TASK PROMPT — Can you restate the records below word for word?

Coordinate annotation records
===============

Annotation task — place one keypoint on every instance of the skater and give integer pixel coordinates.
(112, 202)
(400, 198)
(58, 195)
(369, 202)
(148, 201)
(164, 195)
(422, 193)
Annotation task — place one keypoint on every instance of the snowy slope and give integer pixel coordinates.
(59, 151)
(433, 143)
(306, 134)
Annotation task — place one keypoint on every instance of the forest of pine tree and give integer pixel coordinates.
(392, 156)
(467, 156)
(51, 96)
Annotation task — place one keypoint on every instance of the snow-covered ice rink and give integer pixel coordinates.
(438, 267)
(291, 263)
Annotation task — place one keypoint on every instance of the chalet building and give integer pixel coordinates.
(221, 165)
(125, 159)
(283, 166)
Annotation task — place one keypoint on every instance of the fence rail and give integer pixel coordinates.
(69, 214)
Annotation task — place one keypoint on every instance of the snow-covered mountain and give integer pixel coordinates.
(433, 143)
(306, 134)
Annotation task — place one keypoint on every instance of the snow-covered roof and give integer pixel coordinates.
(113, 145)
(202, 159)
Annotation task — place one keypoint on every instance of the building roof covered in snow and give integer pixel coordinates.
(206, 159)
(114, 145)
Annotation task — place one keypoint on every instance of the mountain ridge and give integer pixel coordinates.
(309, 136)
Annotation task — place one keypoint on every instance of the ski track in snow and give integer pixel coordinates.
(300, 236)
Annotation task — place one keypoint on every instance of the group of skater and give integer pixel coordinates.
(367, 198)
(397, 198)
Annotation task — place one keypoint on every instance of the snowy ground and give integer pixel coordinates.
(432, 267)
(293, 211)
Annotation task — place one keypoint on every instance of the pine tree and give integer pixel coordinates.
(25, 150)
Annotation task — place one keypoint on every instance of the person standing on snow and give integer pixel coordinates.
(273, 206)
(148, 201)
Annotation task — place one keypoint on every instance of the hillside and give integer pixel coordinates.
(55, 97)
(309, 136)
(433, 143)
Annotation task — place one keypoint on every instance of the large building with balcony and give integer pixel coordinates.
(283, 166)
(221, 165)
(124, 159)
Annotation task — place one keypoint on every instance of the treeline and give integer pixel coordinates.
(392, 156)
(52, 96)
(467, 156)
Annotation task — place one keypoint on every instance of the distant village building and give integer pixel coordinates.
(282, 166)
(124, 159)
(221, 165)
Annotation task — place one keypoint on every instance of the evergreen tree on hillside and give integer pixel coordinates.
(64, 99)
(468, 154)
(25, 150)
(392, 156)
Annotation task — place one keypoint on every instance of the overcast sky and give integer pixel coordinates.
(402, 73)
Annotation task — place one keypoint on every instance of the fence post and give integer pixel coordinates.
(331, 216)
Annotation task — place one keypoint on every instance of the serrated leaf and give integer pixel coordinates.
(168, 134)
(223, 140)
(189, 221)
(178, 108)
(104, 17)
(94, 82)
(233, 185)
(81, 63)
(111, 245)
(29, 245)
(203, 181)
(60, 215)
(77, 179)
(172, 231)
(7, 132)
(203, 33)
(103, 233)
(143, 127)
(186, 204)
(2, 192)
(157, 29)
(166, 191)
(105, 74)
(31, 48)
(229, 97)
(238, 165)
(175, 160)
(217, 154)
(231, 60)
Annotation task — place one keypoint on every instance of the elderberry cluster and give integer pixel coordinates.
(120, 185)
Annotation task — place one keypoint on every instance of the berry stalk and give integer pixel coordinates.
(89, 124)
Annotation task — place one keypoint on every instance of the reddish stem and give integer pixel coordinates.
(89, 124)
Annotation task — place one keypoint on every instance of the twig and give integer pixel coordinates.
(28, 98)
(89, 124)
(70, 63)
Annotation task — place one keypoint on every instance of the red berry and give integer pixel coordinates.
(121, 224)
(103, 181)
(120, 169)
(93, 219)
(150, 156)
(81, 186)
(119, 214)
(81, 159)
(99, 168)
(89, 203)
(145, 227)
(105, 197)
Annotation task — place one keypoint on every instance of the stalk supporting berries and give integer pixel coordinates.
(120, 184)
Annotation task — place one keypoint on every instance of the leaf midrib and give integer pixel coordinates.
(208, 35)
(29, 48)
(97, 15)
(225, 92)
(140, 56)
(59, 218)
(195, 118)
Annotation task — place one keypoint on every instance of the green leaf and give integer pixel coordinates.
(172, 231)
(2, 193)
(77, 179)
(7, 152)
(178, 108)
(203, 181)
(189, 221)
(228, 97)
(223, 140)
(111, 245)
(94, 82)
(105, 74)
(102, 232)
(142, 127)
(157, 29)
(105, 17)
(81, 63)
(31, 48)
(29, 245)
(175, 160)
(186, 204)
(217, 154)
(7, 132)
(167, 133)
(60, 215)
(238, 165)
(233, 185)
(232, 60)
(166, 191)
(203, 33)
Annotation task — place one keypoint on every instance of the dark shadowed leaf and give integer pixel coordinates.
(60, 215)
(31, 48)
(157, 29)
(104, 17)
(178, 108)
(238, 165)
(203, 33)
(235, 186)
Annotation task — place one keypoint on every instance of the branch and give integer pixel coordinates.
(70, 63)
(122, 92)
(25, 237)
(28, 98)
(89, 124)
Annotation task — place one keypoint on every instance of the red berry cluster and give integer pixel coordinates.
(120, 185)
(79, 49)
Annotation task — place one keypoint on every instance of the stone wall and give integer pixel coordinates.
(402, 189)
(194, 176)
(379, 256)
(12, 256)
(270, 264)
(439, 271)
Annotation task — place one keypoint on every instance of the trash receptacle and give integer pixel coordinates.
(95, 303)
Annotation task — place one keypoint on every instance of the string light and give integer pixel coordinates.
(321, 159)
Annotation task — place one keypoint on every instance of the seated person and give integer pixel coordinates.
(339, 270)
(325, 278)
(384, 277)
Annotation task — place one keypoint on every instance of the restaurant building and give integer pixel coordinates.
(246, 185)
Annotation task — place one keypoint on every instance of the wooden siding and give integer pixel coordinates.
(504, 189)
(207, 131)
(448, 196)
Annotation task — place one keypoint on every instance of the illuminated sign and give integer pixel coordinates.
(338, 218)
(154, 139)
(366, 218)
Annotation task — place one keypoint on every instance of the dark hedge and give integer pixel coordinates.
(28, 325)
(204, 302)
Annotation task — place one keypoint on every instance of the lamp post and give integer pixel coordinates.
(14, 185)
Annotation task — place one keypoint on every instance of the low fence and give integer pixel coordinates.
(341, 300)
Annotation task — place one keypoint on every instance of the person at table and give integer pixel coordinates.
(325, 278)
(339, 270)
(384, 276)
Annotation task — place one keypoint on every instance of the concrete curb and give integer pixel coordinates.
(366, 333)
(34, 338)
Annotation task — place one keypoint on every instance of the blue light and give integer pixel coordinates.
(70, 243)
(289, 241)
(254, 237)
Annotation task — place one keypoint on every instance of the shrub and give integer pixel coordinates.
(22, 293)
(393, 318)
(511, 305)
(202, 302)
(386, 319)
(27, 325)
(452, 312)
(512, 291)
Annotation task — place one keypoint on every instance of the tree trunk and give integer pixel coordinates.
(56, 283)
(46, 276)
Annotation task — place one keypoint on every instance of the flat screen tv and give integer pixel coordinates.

===============

ANSWER TO THIS PROBLEM —
Annotation task — place one keypoint on every instance of the skater and give integer pixel coordinates.
(112, 202)
(400, 198)
(58, 195)
(369, 202)
(148, 201)
(164, 195)
(422, 193)
Annotation task — place one keypoint on every instance of the snowy slope and give integer pixel coordinates.
(59, 151)
(433, 143)
(306, 134)
Annotation task — place one keypoint on every instance of the forest of pine tree and give integer pixel coordinates.
(392, 156)
(467, 156)
(51, 96)
Annotation task — place one keypoint on every instance of the snow-covered ice rink and give integer pixel coordinates.
(438, 267)
(291, 263)
Annotation task — place one keypoint on every instance of the chalet building and give integer pixel coordinates.
(221, 165)
(125, 159)
(283, 166)
Annotation task — place one keypoint on every instance of the fence rail and give integer pixel coordinates.
(69, 214)
Annotation task — place one keypoint on every instance of the snow-covered mountain and give integer pixel coordinates.
(433, 143)
(306, 134)
Annotation task — place one keypoint on every instance of the snow-covered roof and give integer pixel coordinates.
(113, 145)
(202, 159)
Annotation task — place one keypoint on every instance of the building roof covered in snow and give integer pixel coordinates.
(206, 159)
(114, 145)
Annotation task — place one keypoint on every instance of the mountain ridge and give integer pixel coordinates.
(309, 136)
Annotation task — place one keypoint on every instance of the ski track in snow and give integer pixel coordinates.
(300, 236)
Annotation task — place one keypoint on every instance of the group of skater and give integer pixel coordinates.
(367, 198)
(397, 198)
Annotation task — place one keypoint on every instance of the snowy ground and give integer pixel coordinates.
(432, 267)
(293, 211)
Annotation task — place one keypoint on every instance of the pine tree and give integer pixel coordinates.
(25, 150)
Annotation task — place one keypoint on every instance of the person standing on snow and give integer pixel coordinates.
(273, 206)
(148, 201)
Annotation task — place one keypoint on every instance of the hillside and give integer pixel coordinates.
(55, 97)
(309, 136)
(433, 143)
Annotation task — place one keypoint on every instance of the large building with balcony and give integer pixel coordinates.
(283, 166)
(221, 165)
(124, 159)
Annotation task — place one keypoint on every instance of the treeline and give integer pixel coordinates.
(392, 156)
(52, 96)
(467, 156)
Annotation task — place one keypoint on every instance of the distant village building and give integer pixel coordinates.
(282, 166)
(124, 159)
(221, 165)
Annotation task — place one keypoint on every instance of the evergreen tree on hillside and give integer pixel coordinates.
(64, 99)
(468, 154)
(25, 150)
(392, 156)
Annotation task — place one keypoint on every instance of the overcast sky and give integer pixel coordinates.
(402, 73)
Annotation task — place one keypoint on every instance of the fence post and give integer pixel coordinates.
(331, 216)
Annotation task — place one keypoint on every instance of the serrated leaf and give integer pixel coordinates.
(168, 134)
(223, 140)
(189, 221)
(178, 108)
(104, 17)
(94, 82)
(233, 185)
(81, 63)
(111, 245)
(29, 245)
(203, 181)
(60, 215)
(77, 179)
(172, 231)
(7, 132)
(203, 33)
(103, 233)
(143, 127)
(186, 204)
(2, 192)
(157, 29)
(166, 191)
(105, 74)
(31, 48)
(229, 97)
(238, 165)
(175, 160)
(217, 154)
(231, 60)
Annotation task — place one keypoint on every instance of the elderberry cluster and give integer pixel coordinates.
(120, 185)
Annotation task — place one keypoint on every instance of the berry stalk and give integer pixel coordinates.
(89, 124)
Annotation task — place one keypoint on every instance of the reddish stem and give integer pixel coordinates.
(89, 124)
Annotation task — place one keypoint on every instance of the twig and give integer pixel coordinates.
(28, 98)
(89, 124)
(70, 63)
Annotation task — place one keypoint on every instance of the red berry and give integer pixel coordinates.
(121, 224)
(103, 181)
(120, 169)
(93, 219)
(150, 156)
(81, 186)
(119, 214)
(81, 159)
(99, 168)
(89, 203)
(145, 227)
(105, 197)
Annotation task — place one keypoint on every instance of the stalk supporting berries and give integer pixel coordinates.
(120, 184)
Annotation task — place one keypoint on every instance of the leaf midrib and give integer pixel coordinates.
(208, 35)
(29, 48)
(97, 15)
(225, 92)
(140, 56)
(59, 218)
(195, 118)
Annotation task — place one keypoint on every instance of the green leaf and give integer pixel coordinates.
(172, 231)
(2, 193)
(77, 179)
(7, 152)
(178, 108)
(203, 181)
(189, 221)
(228, 97)
(223, 140)
(111, 245)
(94, 82)
(105, 74)
(102, 232)
(142, 127)
(157, 29)
(105, 17)
(81, 63)
(31, 48)
(29, 245)
(175, 160)
(186, 204)
(217, 154)
(7, 132)
(167, 133)
(60, 215)
(238, 165)
(233, 185)
(232, 60)
(166, 191)
(203, 33)
Annotation task — place one keypoint on every instance of the dark shadowed leaf and give integer pixel coordinates.
(60, 215)
(31, 48)
(157, 29)
(104, 17)
(178, 108)
(238, 165)
(203, 33)
(235, 186)
Annotation task — place one keypoint on every instance of the branch and give integer pixel coordinates.
(70, 63)
(122, 92)
(25, 237)
(28, 98)
(89, 124)
Annotation task — place one keypoint on every instance of the red berry cluster and give integer pixel coordinates.
(120, 185)
(79, 49)
Annotation task — place one keypoint on every instance of the stone wall and give integer pixel coordinates.
(402, 189)
(194, 176)
(379, 256)
(12, 256)
(270, 264)
(439, 271)
Annotation task — place one keypoint on every instance of the trash receptacle and give integer pixel coordinates.
(95, 303)
Annotation task — place one keypoint on every instance of the string light and give integer pixel coordinates.
(321, 159)
Annotation task — place one keypoint on every instance of the seated person and give integer pixel coordinates.
(339, 270)
(325, 278)
(384, 277)
Annotation task — place one keypoint on every instance of the restaurant building and give integer pixel coordinates.
(246, 185)
Annotation task — place one keypoint on every instance of the wooden siding and give integer pixel coordinates.
(504, 189)
(207, 131)
(448, 196)
Annotation task — place one keypoint on every instance of the illuminated sign and give integer pixel coordinates.
(338, 218)
(154, 139)
(366, 218)
Annotation task — place one keypoint on every instance of the dark hedge and give integer pixel coordinates.
(28, 325)
(204, 302)
Annotation task — place one keypoint on every instance of the lamp post and give integer pixel coordinates.
(14, 185)
Annotation task — place one keypoint on every instance of the low fence and give integer pixel coordinates.
(341, 300)
Annotation task — place one keypoint on every instance of the person at table and give integer pixel coordinates.
(325, 278)
(339, 270)
(384, 276)
Annotation task — place one keypoint on every instance of the concrete curb and give integer pixel coordinates.
(366, 333)
(34, 338)
Annotation task — place one keypoint on every instance of the blue light and give integer pixel coordinates.
(70, 243)
(289, 241)
(254, 237)
Annotation task — place one keypoint on every instance of the shrub and give integer pixel coordinates.
(22, 293)
(393, 318)
(511, 305)
(202, 302)
(386, 319)
(27, 325)
(452, 312)
(512, 291)
Annotation task — place one keypoint on every instance of the tree trunk and give integer pixel coordinates.
(56, 283)
(46, 276)
Annotation task — place one keypoint on every instance of the flat screen tv and give integer pixel coordinates.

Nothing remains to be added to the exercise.